(INSTRUCTIONS TO FOLLOW): Output the records. Match them exactly.

(PROVIDED DATA):
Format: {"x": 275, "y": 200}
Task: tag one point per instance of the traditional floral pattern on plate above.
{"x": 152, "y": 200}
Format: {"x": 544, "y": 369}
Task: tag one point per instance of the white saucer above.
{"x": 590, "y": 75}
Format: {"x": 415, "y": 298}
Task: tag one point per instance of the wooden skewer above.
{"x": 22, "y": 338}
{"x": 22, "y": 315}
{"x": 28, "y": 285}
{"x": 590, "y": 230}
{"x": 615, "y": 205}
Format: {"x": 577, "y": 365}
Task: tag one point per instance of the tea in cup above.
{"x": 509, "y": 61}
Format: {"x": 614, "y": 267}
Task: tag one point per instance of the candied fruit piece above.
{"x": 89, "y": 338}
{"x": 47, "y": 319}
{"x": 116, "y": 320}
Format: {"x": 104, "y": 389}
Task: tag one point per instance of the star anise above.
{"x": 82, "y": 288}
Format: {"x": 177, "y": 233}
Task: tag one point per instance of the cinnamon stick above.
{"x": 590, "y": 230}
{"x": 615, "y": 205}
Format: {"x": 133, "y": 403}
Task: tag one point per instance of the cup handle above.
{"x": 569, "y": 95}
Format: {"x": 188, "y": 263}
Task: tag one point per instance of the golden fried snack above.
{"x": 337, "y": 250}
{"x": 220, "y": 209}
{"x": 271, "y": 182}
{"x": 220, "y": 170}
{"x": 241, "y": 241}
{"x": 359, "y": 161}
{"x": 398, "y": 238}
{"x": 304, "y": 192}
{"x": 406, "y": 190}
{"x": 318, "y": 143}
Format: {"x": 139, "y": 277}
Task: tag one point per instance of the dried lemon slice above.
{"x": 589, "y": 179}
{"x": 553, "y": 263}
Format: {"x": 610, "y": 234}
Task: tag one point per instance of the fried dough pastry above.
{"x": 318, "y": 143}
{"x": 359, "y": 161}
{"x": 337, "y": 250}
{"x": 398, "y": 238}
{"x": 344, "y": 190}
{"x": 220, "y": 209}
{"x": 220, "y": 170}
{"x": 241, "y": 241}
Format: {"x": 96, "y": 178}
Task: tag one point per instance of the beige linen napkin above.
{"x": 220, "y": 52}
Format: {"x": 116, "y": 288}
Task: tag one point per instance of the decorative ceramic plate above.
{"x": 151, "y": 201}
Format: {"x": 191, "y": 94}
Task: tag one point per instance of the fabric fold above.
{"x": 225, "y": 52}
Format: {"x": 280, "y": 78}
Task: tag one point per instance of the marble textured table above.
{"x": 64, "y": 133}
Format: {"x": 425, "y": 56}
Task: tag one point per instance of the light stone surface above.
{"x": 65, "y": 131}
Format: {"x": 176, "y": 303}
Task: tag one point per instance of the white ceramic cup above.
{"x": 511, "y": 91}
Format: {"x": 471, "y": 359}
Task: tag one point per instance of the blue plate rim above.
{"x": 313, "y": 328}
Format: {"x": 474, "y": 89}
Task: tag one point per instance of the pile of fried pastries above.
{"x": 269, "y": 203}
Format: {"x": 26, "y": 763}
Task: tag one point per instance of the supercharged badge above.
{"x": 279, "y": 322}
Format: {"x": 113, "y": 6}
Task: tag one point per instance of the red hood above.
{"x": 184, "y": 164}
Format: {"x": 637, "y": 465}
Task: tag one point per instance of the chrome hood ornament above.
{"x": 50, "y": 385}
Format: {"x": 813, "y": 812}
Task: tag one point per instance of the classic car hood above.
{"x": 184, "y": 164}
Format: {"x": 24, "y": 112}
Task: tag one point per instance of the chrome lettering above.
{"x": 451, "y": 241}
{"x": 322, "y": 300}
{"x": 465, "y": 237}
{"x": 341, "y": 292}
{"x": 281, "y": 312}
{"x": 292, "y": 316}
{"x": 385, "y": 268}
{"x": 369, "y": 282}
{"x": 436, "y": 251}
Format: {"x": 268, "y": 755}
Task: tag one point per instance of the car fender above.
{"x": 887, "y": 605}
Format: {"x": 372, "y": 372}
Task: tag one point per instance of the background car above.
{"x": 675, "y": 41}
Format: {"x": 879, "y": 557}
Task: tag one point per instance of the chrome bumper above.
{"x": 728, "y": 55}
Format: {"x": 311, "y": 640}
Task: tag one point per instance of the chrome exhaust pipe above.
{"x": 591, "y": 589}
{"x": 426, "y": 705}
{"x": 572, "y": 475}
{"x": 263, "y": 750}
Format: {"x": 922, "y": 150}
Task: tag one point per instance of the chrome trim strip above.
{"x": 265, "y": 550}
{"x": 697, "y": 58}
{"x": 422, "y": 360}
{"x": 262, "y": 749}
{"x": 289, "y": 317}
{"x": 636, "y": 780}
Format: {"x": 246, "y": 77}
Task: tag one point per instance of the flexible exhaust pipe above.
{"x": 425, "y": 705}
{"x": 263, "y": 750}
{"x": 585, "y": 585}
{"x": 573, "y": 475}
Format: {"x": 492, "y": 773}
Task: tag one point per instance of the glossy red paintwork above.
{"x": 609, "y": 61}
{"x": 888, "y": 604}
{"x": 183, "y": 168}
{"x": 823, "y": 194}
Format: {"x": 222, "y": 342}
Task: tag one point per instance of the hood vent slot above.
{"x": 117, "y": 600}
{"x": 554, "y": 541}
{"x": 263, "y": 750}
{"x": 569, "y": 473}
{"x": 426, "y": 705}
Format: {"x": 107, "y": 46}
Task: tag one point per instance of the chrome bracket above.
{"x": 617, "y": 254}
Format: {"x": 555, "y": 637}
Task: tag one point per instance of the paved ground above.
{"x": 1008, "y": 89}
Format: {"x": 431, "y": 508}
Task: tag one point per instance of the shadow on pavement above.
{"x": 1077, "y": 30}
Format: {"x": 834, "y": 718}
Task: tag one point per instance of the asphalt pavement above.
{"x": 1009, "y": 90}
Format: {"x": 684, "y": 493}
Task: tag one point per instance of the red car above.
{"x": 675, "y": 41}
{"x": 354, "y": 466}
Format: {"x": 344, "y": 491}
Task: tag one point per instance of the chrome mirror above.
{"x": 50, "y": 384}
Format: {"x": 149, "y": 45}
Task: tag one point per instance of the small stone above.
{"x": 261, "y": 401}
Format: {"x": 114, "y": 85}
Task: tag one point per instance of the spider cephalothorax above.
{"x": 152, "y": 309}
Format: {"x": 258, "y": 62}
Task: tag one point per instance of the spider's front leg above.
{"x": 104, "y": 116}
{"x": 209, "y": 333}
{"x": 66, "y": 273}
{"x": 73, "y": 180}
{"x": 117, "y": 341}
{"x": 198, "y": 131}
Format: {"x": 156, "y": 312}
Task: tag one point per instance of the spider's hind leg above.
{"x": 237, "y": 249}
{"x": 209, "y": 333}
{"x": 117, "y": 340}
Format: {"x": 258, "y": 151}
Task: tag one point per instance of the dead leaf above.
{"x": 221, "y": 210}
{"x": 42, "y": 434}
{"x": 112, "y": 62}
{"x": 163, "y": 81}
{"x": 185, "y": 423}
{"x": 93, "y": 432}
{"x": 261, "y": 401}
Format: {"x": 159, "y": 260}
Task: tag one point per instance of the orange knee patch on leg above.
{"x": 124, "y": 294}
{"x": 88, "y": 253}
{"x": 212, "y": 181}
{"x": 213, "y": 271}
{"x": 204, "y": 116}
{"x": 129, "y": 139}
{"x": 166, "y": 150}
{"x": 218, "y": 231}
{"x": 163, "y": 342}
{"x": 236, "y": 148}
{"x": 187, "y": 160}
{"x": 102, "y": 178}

(OUTPUT FOR THIS TASK):
Format: {"x": 275, "y": 200}
Task: tag one point per instance of the traditional floral pattern on plate above.
{"x": 152, "y": 200}
Format: {"x": 544, "y": 369}
Task: tag one point per instance of the white saucer above.
{"x": 590, "y": 75}
Format: {"x": 415, "y": 298}
Task: tag one point per instance of the wooden skewer above.
{"x": 22, "y": 338}
{"x": 22, "y": 315}
{"x": 28, "y": 285}
{"x": 590, "y": 230}
{"x": 615, "y": 205}
Format: {"x": 577, "y": 365}
Task: tag one point per instance of the tea in cup above.
{"x": 509, "y": 61}
Format: {"x": 614, "y": 267}
Task: tag one point per instance of the candied fruit piece above.
{"x": 89, "y": 338}
{"x": 47, "y": 319}
{"x": 116, "y": 320}
Format: {"x": 104, "y": 389}
Task: tag one point per instance of the star anise above.
{"x": 82, "y": 288}
Format: {"x": 177, "y": 233}
Task: tag one point per instance of the cinnamon stick above.
{"x": 590, "y": 230}
{"x": 615, "y": 205}
Format: {"x": 133, "y": 403}
Task: tag one point per instance of the cup handle above.
{"x": 569, "y": 95}
Format: {"x": 188, "y": 263}
Task: tag one point per instance of the golden fried snack above.
{"x": 337, "y": 250}
{"x": 220, "y": 209}
{"x": 271, "y": 182}
{"x": 220, "y": 170}
{"x": 241, "y": 241}
{"x": 359, "y": 161}
{"x": 398, "y": 238}
{"x": 304, "y": 192}
{"x": 406, "y": 190}
{"x": 318, "y": 143}
Format: {"x": 139, "y": 277}
Task: tag one point per instance of the dried lemon slice above.
{"x": 589, "y": 179}
{"x": 553, "y": 263}
Format: {"x": 610, "y": 234}
Task: tag one point per instance of the fried dough pastry above.
{"x": 318, "y": 143}
{"x": 359, "y": 161}
{"x": 337, "y": 250}
{"x": 398, "y": 238}
{"x": 344, "y": 190}
{"x": 220, "y": 209}
{"x": 220, "y": 170}
{"x": 241, "y": 241}
Format: {"x": 96, "y": 178}
Task: tag one point per instance of the beige linen napkin above.
{"x": 220, "y": 52}
Format: {"x": 116, "y": 288}
Task: tag one point per instance of the decorative ceramic plate above.
{"x": 151, "y": 201}
Format: {"x": 191, "y": 94}
Task: tag one point per instance of the fabric fold above.
{"x": 225, "y": 52}
Format: {"x": 280, "y": 78}
Task: tag one point per instance of the marble textured table above.
{"x": 64, "y": 133}
Format: {"x": 425, "y": 56}
Task: tag one point per instance of the light stone surface above.
{"x": 65, "y": 131}
Format: {"x": 176, "y": 303}
Task: tag one point per instance of the white ceramic cup above.
{"x": 511, "y": 91}
Format: {"x": 471, "y": 359}
Task: tag one point per instance of the blue plate rim above.
{"x": 313, "y": 328}
Format: {"x": 474, "y": 89}
Task: tag one point per instance of the pile of fried pastries above.
{"x": 269, "y": 203}
Format: {"x": 26, "y": 763}
Task: tag one point per instance of the supercharged badge above.
{"x": 279, "y": 322}
Format: {"x": 113, "y": 6}
Task: tag one point per instance of the red hood above.
{"x": 184, "y": 164}
Format: {"x": 637, "y": 465}
Task: tag one point per instance of the chrome hood ornament above.
{"x": 50, "y": 385}
Format: {"x": 813, "y": 812}
Task: tag one point per instance of the classic car hood above.
{"x": 184, "y": 164}
Format: {"x": 24, "y": 112}
Task: tag one point per instance of the chrome lettering above.
{"x": 451, "y": 241}
{"x": 322, "y": 300}
{"x": 465, "y": 237}
{"x": 341, "y": 292}
{"x": 281, "y": 312}
{"x": 292, "y": 316}
{"x": 385, "y": 268}
{"x": 369, "y": 282}
{"x": 436, "y": 251}
Format: {"x": 268, "y": 755}
Task: tag one point per instance of the car fender above.
{"x": 887, "y": 605}
Format: {"x": 372, "y": 372}
Task: tag one point per instance of the background car above.
{"x": 675, "y": 41}
Format: {"x": 879, "y": 557}
Task: tag one point per instance of the chrome bumper above.
{"x": 728, "y": 55}
Format: {"x": 311, "y": 640}
Task: tag one point per instance of the chrome exhaust pipe above.
{"x": 591, "y": 589}
{"x": 426, "y": 705}
{"x": 572, "y": 475}
{"x": 263, "y": 750}
Format: {"x": 922, "y": 150}
Task: tag one point per instance of the chrome trim strip above.
{"x": 265, "y": 550}
{"x": 697, "y": 58}
{"x": 422, "y": 360}
{"x": 262, "y": 749}
{"x": 289, "y": 317}
{"x": 636, "y": 780}
Format: {"x": 246, "y": 77}
Task: tag one point per instance of the flexible exhaust pipe above.
{"x": 425, "y": 705}
{"x": 263, "y": 750}
{"x": 585, "y": 585}
{"x": 573, "y": 475}
Format: {"x": 492, "y": 773}
Task: tag one point per instance of the glossy red paintwork above.
{"x": 609, "y": 61}
{"x": 888, "y": 604}
{"x": 183, "y": 168}
{"x": 823, "y": 194}
Format: {"x": 222, "y": 342}
Task: tag one point per instance of the hood vent slot above.
{"x": 117, "y": 600}
{"x": 554, "y": 541}
{"x": 263, "y": 750}
{"x": 569, "y": 473}
{"x": 426, "y": 705}
Format: {"x": 107, "y": 46}
Task: tag one point per instance of the chrome bracket above.
{"x": 617, "y": 254}
Format: {"x": 555, "y": 637}
Task: tag one point per instance of the paved ground above.
{"x": 1008, "y": 89}
Format: {"x": 431, "y": 508}
Task: tag one point per instance of the shadow on pavement above.
{"x": 1077, "y": 30}
Format: {"x": 834, "y": 718}
Task: tag one point per instance of the asphalt pavement above.
{"x": 1009, "y": 90}
Format: {"x": 684, "y": 493}
Task: tag one point per instance of the red car above.
{"x": 675, "y": 41}
{"x": 354, "y": 466}
Format: {"x": 344, "y": 491}
Task: tag one point per instance of the chrome mirror above.
{"x": 50, "y": 384}
Format: {"x": 149, "y": 45}
Task: tag one point per instance of the small stone above.
{"x": 261, "y": 401}
Format: {"x": 114, "y": 85}
Task: tag one point per instance of the spider cephalothorax above.
{"x": 152, "y": 309}
Format: {"x": 258, "y": 62}
Task: tag one point per instance of the spider's front leg above.
{"x": 104, "y": 116}
{"x": 209, "y": 333}
{"x": 66, "y": 273}
{"x": 73, "y": 180}
{"x": 117, "y": 341}
{"x": 198, "y": 131}
Format: {"x": 156, "y": 312}
Task: tag one point per instance of the spider's hind leg above.
{"x": 237, "y": 249}
{"x": 209, "y": 333}
{"x": 117, "y": 340}
Format: {"x": 258, "y": 151}
Task: tag one point per instance of the dead leaf above.
{"x": 221, "y": 210}
{"x": 42, "y": 434}
{"x": 112, "y": 62}
{"x": 163, "y": 81}
{"x": 185, "y": 423}
{"x": 93, "y": 432}
{"x": 261, "y": 401}
Format: {"x": 159, "y": 260}
Task: tag one point per instance of the orange knee patch on leg above.
{"x": 124, "y": 294}
{"x": 88, "y": 253}
{"x": 212, "y": 181}
{"x": 213, "y": 271}
{"x": 204, "y": 116}
{"x": 129, "y": 139}
{"x": 166, "y": 150}
{"x": 218, "y": 231}
{"x": 163, "y": 342}
{"x": 236, "y": 148}
{"x": 187, "y": 160}
{"x": 102, "y": 178}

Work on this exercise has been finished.